------ Available data

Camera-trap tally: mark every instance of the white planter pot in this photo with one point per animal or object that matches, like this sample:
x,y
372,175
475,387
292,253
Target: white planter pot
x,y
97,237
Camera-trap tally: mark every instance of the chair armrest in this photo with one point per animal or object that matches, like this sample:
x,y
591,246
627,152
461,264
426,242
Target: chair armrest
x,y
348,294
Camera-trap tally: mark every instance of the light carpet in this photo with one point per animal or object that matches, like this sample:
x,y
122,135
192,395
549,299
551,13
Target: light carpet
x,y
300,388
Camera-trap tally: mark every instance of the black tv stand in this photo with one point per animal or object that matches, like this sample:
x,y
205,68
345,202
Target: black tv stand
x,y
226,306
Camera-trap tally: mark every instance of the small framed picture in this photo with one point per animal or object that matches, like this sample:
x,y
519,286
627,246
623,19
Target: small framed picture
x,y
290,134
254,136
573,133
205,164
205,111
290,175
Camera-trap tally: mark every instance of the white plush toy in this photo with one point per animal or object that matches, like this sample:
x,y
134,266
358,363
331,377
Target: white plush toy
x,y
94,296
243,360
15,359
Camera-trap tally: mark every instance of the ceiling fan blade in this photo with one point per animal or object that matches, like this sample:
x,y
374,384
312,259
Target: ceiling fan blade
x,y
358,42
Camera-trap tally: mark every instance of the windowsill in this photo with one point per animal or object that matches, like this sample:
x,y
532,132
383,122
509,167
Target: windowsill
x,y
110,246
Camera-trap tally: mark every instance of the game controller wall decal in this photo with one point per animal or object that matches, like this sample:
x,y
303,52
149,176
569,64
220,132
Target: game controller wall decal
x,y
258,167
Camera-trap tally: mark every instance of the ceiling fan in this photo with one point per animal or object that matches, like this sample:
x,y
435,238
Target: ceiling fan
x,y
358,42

------------

## Exercise description
What lines in the entries above include the string "this"? Return each one.

## Exercise response
Camera-trap tally: mark every instance of the white planter pot in this photo with one point per animal or object that matches, like this sample:
Camera-trap tally: mark every instance of the chair armrest in this photo with one point per animal or object that matches, like this sample:
Camera-trap tally: mark every instance of the light carpet in this photo with one point per animal or object that matches, like this sample:
Camera-trap tally: mark every instance of the black tv stand in this photo with one point per animal or object that matches, like this sample:
Camera-trap tally: mark every instance of the small framed picture in this photo with one point per animal or object that matches, like this sample:
Camera-trap tally: mark every instance of the white plush toy in this photo with one point per animal or object that matches, like this sample:
Camera-trap tally: mark every instance of the ceiling fan blade in this photo with one point per animal or object that matches, like this sample:
Camera-trap tally: mark every instance of the windowsill in this photo with one point per animal or object that matches, like this sample:
Camera-trap tally: mark every instance of the game controller wall decal in this photo with one point per animal or object that matches, like this sample:
Camera-trap tally: mark every instance of the ceiling fan in this photo with one point per animal or object that matches, like this sample:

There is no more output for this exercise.